Segment Start: DATA LISTING
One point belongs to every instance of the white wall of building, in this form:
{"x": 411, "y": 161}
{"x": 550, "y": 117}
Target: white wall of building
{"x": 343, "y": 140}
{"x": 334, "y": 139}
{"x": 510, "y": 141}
Segment End: DATA LISTING
**WHAT NEEDS TO BE DONE**
From the first line to the last, copy every record exactly.

**COMPLETED EXERCISE**
One point belongs to every instance of the white wall of building, in this form:
{"x": 411, "y": 161}
{"x": 550, "y": 117}
Target: white wall of building
{"x": 343, "y": 140}
{"x": 334, "y": 139}
{"x": 510, "y": 141}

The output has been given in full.